In the article below about older workers, what share of human resource experts believe older workers have a strong work ethic?

Document excerpt:
++++++++
According to studies, nearly 70% of human resource experts believe that older workers have a strong work ethic. The assessment seems accurate, based on the number of adults over the age of 50 who are part of a workforce. In this article at Harvard Business Review, Carol Fishman Cohen explains how the pandemic has created new demand for older workers.
How Have Workforce Age Dynamics Changed?
In recent times, many employers recognized the strengths the older workers had demonstrated all along – mature perspective, education, stable life stage, loyalty, work experience, institutional knowledge, and the energy and enthusiasm about returning to work. Besides, studies have revealed that workers over 50 years of age show greater job engagement than young workers. This is, in fact, the key ingredient in a company’s growth.
Another factor that acts in favor of older workers is their professionalism – a trait that is highly valued by employers. “Companies use return-to-work programs to tap high-potential professionals who have taken career breaks for eldercare, childcare, health issues, or expat or military spouse experiences,” says Carol. Today, many organizations are witnessing the contribution that older professionals are bringing to the table in an emergency.
Struggles to Adapt
Many employers have highlighted workplace flexibility in their HR policies and programs. However, a lot of older workers do not know anything about them and don’t feel free to use unless their supervisors actively encourage them to and enforce the policy. Experts believe that although HR professionals are gaining better insights into recruiting older workers, the issues arise when senior executives care only about the bottom line.
Furthermore, a blended workforce is here to stay, and employers must adopt this blended-workforce model, or they must be prepared to face problems in the future.
++++++++
Supplied information:

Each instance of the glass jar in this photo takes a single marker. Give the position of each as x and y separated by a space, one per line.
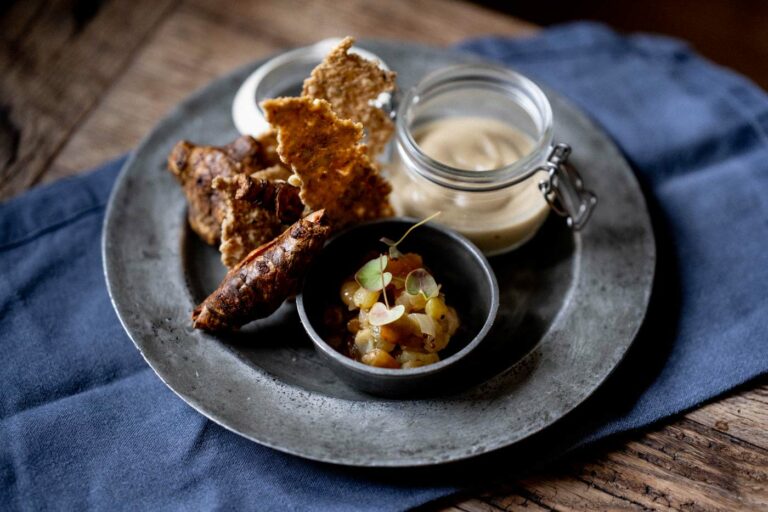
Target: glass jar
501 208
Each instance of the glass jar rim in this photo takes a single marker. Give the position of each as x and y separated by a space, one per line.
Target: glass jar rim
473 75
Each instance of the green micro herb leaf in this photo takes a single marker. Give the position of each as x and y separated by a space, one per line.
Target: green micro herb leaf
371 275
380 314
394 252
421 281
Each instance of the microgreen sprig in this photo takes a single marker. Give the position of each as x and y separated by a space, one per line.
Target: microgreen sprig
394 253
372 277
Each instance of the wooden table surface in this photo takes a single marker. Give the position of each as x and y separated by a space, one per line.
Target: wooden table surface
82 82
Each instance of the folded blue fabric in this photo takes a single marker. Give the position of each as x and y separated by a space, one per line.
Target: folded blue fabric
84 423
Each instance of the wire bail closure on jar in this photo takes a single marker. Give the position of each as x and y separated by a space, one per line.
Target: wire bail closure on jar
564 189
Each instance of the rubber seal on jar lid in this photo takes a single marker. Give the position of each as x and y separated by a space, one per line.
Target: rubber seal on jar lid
++++++++
Task solution:
Nearly 70%.